[EXCERPT PROVIDED]
— START —

Triggering a workflow

Working following this tutorial.

ML project

I'll use this dataset to train a model and deploy it using GitHub Actions.

Enviroment

I'll create a virtual enviroment using conda and requirements.txt file.

conda create --name github-actions-project python=3.9
conda activate github-actions-project
pip install -r requirements.txt

EDA part

I'll use this notebook to explore the dataset.

The model didn't perform very well, but I'll use it anyways for this project.

Tests

I'll create a test to check if the dataset is loaded correctly. I created the test here using pytest library.

Testing-Workflow

I'll create a workflow to test the model. The workflow will be triggered on every push and pull request to the repository.

The workflow file is as follows:

name: Testing data
on: [push, pull_request]
jobs:
  testing-data:
    runs-on: ubuntu-latest
    steps:
      - name: Checkout the repo
        uses: actions/checkout@v3
      - name: Creating and activating virtualenv
        run: |
          pip3 install virtualenv
          virtualenv venv
          source venv/bin/activate
      - name: Installing dependencies
        run: |
          pip install -r requirements.txt
      - name: Testing training
        run: |
          pytest tests/test_df.py

Linters

I'll use Pylint and black to lint my code.

Pylint

Pylint is a static code analyser for Python 2 or 3. The latest version supports Python 3.7.2 and above.

Pylint analyses your code without actually running it. It checks for errors, enforces a coding standard, looks for code smells, and can make suggestions about how the code could be refactored. Pylint can infer actual values from your code using its internal code representation (astroid). If your code is import logging as argparse, Pylint will know that argparse.error(...) is in fact a logging call and not an argparse call.

— END —

[DESCRIPTION OF THE TASK] Carry the GitHub Actions tutorial forward, starting after the sentence about the logging call and the argparse call. The material after this has no connection to the GitHub Actions tutorial.

[DATA LINES]

— START —

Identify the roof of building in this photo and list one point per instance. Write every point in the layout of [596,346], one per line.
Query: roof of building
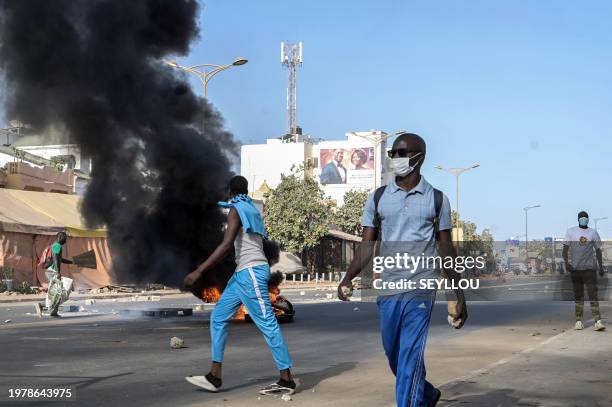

— END —

[WRITTEN REPLY]
Pylint is highly configurable and permits to write plugins in order to add your own checks (for example, for internal libraries or an internal rule). Pylint also has an ecosystem of existing plugins for popular frameworks and third party libraries.

See more

Install Pylint

pip install pylint

Run Pylint

pylint src/script.py

Black

Black is the uncompromising Python code formatter. By using it, you agree to cede control over minutiae of hand-formatting. In return, Black gives you speed, determinism, and freedom from pycodestyle nagging about formatting. You will save time and mental energy for more important matters.

See more

Install Black

pip install black

Run Black

black src/script.py

Linters-Workflow

I'll create a workflow to lint my code. The workflow will be triggered on every push and pull request to the repository.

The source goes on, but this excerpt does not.